Stated problem A - The article about the tank's first hundred years opens by naming several reasons Mumbra is often in the news. List every one of those reasons.

Article -

►

More articles by

Dnyanesh Jathar
Dnyanesh Jathar

100 YEARS OF THE TANK

Real steel

  • Dual role: For common people, tanks can be motivating as well as menacing | Janak Bhat; Imaging: Rajesh A.S.
  • Mightier than gun: Tanks seemed ineffective on very few occasions, like this one in Tiananmen Square in 1989 | AFP

There has not been a bigger symbol of valour since tanks roared into the battlefield 100 years ago

Mumbra is often in the news for wrong reasons—communal tension, collapsing buildings, massive land encroachments, illegal immigrants from Bangladesh. This suburb of Thane with a sizeable Muslim population has been electing a Hindu legislator, Nationalist Congress Party's Jitendra Awhad, for more than a decade now. A few years ago, Awhad decided to build a memorial for Manish Pitambare, who died in a gun battle in Jammu and Kashmir in 2006. “Something which will instil secularism and nationalism in people,” said Awhad. And he did something unusual. He obtained an old Vijayanta battle tank, painted it and installed it right outside the Mumbra railway station.

Why did Awhad choose a tank? His explanation cites nationalism, bravery and the sacrifice of our soldiers. Still, a tank? “There is something impressive about them,” he said. “They are motivating and menacing at the same time.” From a commoner's point of view the two adjectives capture everything that a battle tank stands for. For them, it is a symbol of military might and sheer power.

The tank was invented to break the stalemate on the western front in World War I by crossing trenches and penetrating enemy lines. The earliest example of a vehicle which had a similar function could perhaps be chariots and the Roman siege engines—wheeled wooden towers which were used to destroy enemy fortifications. The origins of the tank, however, should not be traced back to siege engines or a chariot. If there was anything that performed a role similar to the modern-day tanks, it was the knight in shining armour. His armour protected him, his horse moved him swiftly and his sword provided the firepower.

These are exactly what make a battle tank unique—it is a perfect combination of mobility, armour and firepower. In fact, two geniuses had envisioned a combat vehicle quite similar to a battle tank—Leonardo da Vinci designed a wooden combat vehicle, and H.G. Wells wrote a story in The Strand Magazine in 1903 prophesying the birth of a combat vehicle.

A century before Awhad made his tank memorial in Mumbra, an Australian engineer named Lancelot de Mole submitted an idea of a tracked armoured vehicle to the British war office. It was rejected outright. Around the same time, Gunther Burstyn, an Austrian army officer, designed what he called Motorgeschutz (motor gun) using American farm tractors. It had a swivelling turret and was lightly armoured. Burstyn's prototype, however, was rejected by the Austro-Hungarian empire citing lack of funds.

The credit for invention of the tank does not go to one person. According to a New York Times report published on October 7, 1919, the Royal Commission on Awards to Inventors had investigated claims of 11 inventors (12 persons, as two of them were a team) of making battle tanks. One of these 12 men was Lancelot De Mole. He, however, did not receive any award. But the commission acknowledged that his design was superior and his ideas were ahead of the times.

◄

Entries supplied -
►

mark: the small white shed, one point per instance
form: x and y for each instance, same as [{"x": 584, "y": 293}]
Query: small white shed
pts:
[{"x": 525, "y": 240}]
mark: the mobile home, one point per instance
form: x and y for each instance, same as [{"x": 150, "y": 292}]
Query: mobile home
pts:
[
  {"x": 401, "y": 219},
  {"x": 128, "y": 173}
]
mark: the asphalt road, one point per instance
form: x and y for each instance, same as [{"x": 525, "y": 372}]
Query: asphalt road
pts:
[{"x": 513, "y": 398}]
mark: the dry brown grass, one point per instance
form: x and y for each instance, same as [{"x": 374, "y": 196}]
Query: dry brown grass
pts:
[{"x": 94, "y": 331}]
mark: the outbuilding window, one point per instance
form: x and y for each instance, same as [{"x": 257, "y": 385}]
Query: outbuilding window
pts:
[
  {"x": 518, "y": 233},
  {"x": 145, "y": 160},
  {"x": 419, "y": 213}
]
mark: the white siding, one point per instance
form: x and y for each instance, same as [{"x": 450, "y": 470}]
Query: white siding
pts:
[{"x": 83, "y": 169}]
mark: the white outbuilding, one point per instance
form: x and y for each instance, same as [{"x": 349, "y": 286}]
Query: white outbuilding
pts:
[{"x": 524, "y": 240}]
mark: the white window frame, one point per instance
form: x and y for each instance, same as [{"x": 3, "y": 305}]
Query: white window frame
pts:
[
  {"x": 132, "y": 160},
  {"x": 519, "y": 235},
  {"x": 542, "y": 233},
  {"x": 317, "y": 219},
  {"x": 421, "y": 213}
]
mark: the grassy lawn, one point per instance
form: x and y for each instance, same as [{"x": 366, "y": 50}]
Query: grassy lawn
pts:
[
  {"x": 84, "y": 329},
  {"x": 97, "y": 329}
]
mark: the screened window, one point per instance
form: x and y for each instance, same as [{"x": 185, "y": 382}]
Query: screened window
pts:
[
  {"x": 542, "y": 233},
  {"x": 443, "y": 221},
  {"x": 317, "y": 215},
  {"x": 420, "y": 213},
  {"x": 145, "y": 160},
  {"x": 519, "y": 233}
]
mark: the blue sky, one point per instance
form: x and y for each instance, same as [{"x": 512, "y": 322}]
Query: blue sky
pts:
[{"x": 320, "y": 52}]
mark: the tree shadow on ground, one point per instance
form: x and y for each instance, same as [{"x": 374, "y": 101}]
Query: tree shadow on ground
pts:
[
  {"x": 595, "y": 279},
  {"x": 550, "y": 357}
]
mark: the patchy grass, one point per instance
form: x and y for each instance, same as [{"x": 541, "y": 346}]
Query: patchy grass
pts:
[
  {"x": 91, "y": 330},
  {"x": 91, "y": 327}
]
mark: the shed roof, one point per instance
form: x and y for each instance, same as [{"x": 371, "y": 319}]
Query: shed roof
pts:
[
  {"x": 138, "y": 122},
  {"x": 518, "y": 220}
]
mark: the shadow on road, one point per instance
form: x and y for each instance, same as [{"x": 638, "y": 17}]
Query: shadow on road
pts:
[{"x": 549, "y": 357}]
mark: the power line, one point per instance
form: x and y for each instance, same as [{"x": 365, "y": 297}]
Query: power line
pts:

◄

Stated problem B - Write out, as a numbered list, every line of the listing from the one containing "mark: the power line, one point per instance" down to the end of the listing, skipping blank lines.

Worked solution A -
- Communal tension
- Collapsing buildings
- Massive land encroachments
- Illegal immigrants from Bangladesh

Worked solution B -
1. mark: the power line, one point per instance
2. form: x and y for each instance, same as [{"x": 365, "y": 297}]
3. Query: power line
4. pts:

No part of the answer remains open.